* [Material for the task]:
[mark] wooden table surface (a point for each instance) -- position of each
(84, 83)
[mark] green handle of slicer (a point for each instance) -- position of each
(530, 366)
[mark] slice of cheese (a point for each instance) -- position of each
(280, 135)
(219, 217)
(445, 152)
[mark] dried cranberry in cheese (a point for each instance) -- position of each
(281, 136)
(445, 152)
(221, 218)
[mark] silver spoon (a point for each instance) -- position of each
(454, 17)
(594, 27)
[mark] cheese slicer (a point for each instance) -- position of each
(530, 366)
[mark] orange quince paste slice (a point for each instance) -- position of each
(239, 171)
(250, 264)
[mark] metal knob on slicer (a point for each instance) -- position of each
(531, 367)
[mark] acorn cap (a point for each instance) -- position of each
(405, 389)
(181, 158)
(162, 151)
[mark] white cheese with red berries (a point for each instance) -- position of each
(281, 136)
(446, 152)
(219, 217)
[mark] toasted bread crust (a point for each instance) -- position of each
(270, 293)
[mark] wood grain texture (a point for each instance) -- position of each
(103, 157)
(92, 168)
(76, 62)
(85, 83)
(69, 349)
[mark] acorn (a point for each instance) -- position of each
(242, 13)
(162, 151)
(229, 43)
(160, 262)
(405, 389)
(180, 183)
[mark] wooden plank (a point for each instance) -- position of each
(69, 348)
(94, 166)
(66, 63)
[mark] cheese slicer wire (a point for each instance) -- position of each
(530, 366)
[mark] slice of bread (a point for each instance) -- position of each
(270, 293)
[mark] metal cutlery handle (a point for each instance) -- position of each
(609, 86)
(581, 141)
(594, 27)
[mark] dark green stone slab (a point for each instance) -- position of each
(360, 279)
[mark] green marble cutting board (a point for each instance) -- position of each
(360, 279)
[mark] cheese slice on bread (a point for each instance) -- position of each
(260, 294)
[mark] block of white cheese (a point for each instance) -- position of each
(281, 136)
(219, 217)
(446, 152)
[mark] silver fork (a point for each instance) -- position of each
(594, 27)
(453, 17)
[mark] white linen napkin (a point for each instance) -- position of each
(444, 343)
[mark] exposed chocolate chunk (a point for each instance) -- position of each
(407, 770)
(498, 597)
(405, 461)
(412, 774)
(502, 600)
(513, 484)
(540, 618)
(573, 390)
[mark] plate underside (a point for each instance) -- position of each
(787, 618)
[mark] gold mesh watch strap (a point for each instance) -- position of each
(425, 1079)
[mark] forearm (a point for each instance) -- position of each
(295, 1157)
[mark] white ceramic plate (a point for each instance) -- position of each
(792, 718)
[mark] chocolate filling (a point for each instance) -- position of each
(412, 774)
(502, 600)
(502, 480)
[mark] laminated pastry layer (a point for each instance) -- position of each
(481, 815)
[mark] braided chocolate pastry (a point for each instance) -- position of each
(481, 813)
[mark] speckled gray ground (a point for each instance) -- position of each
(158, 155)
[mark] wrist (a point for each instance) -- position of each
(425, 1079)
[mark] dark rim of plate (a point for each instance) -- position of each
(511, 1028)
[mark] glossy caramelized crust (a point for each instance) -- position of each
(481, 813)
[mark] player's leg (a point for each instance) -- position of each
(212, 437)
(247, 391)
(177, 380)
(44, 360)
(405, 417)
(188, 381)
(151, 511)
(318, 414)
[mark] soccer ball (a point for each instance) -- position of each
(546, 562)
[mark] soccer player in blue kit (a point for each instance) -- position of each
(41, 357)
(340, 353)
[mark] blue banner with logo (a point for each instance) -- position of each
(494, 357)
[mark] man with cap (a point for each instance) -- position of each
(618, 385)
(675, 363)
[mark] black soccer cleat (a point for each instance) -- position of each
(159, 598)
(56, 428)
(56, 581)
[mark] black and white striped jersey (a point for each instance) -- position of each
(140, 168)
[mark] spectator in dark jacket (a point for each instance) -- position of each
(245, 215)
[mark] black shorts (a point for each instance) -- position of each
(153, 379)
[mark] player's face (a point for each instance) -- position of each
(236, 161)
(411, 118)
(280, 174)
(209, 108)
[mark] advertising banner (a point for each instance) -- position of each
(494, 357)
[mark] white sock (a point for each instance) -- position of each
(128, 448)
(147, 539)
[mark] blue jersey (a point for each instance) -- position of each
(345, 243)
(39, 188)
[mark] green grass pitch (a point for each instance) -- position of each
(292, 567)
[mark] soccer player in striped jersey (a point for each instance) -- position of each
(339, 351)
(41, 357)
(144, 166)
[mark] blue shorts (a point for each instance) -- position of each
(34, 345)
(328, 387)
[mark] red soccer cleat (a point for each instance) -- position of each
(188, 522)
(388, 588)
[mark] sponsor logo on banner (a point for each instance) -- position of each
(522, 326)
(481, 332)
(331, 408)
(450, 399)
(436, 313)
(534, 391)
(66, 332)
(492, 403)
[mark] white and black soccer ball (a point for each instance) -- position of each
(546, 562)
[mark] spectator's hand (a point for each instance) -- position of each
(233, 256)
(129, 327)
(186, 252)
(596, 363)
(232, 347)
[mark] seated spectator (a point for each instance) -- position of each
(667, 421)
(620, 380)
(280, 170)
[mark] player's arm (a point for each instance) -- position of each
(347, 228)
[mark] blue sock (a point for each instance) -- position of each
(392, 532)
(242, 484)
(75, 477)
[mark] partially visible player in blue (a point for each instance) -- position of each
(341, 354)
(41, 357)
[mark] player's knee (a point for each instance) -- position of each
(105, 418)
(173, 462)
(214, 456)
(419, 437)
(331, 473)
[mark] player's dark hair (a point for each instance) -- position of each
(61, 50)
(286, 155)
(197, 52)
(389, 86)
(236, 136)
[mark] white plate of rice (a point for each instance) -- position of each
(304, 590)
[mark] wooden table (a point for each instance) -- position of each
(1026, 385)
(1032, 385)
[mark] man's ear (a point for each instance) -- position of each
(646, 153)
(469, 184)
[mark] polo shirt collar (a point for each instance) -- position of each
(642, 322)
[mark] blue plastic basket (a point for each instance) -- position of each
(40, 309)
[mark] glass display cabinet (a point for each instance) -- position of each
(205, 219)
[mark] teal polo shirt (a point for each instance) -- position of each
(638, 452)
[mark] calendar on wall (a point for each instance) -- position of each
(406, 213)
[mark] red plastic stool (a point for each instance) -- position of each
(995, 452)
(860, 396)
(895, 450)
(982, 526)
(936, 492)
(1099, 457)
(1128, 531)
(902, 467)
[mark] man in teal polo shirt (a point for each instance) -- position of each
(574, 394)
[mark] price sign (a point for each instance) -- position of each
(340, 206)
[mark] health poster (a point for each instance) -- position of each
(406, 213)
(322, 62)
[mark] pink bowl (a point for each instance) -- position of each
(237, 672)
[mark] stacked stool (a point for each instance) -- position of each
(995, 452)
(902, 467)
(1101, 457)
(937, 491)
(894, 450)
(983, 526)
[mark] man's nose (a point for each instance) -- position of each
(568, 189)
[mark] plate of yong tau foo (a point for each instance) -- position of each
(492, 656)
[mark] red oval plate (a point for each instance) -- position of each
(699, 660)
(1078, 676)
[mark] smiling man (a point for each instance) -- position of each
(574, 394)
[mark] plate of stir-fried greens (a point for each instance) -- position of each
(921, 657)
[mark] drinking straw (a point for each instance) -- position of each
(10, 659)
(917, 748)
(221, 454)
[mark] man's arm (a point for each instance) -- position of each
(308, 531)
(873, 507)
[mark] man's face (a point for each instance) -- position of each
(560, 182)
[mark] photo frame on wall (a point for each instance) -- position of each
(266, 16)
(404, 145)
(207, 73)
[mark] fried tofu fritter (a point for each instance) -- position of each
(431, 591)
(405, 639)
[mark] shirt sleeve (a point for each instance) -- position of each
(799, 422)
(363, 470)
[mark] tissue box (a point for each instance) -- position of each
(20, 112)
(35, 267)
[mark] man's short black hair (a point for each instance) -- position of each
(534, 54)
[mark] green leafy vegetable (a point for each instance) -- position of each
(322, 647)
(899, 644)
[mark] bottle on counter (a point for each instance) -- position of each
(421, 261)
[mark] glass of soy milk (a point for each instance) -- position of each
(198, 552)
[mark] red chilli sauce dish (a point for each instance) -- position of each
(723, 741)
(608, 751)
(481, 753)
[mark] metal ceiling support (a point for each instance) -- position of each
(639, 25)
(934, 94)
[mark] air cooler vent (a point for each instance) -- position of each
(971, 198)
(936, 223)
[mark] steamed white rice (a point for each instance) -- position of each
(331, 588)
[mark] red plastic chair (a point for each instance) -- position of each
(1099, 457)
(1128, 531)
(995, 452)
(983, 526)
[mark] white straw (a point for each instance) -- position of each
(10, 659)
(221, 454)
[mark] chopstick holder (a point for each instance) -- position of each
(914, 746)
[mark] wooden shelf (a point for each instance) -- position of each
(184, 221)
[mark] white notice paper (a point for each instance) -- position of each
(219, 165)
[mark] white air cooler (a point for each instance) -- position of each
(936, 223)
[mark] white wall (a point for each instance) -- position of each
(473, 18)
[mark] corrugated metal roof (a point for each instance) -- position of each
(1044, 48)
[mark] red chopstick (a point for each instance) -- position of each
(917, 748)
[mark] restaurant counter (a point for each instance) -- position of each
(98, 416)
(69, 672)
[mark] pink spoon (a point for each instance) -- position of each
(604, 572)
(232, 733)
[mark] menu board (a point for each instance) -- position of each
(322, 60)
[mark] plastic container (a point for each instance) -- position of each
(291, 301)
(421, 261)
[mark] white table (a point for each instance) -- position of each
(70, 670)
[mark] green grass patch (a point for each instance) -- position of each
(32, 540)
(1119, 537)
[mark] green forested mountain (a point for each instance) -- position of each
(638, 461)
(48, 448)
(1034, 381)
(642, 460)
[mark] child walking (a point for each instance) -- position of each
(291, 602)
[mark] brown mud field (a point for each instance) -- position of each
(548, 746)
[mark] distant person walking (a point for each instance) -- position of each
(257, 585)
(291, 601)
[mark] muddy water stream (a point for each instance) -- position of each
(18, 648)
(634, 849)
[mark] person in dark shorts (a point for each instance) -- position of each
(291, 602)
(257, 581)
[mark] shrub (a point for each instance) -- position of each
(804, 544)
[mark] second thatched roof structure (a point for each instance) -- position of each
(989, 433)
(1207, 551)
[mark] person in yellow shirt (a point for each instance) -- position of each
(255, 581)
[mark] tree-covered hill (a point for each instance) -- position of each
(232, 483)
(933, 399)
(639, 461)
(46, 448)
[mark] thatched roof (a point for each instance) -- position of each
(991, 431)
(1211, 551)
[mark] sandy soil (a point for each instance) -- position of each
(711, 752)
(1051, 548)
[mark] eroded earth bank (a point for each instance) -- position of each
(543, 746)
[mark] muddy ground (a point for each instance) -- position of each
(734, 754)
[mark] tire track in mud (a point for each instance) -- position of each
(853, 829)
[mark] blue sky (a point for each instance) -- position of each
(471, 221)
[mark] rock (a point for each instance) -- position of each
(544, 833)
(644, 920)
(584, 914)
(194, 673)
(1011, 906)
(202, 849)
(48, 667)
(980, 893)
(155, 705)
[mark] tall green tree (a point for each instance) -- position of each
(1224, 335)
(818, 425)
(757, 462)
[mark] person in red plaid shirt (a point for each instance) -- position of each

* [Exercise objective]:
The output should be exactly the lines from the one containing "[mark] thatched roof" to the final line of the listing above, inclusive.

* [Output of the exercise]:
[mark] thatched roof (a point for each instance) -- position of each
(991, 431)
(1211, 551)
[mark] sandy soil (a point for each instance) -- position of each
(711, 752)
(1051, 548)
[mark] eroded earth bank (a point for each instance) -- position of each
(543, 746)
[mark] muddy ground (a point for each instance) -- position of each
(734, 754)
[mark] tire track in mud (a point for each instance) -- position of each
(853, 829)
[mark] blue sky (a point for each instance) -- position of each
(471, 221)
[mark] rock (a point for each instance) -- position of each
(544, 833)
(644, 920)
(584, 914)
(194, 673)
(1011, 906)
(202, 849)
(48, 667)
(980, 893)
(155, 705)
[mark] tall green tree (a point for each instance) -- position of each
(1224, 335)
(818, 425)
(757, 462)
[mark] person in red plaid shirt (a point for each instance) -- position of each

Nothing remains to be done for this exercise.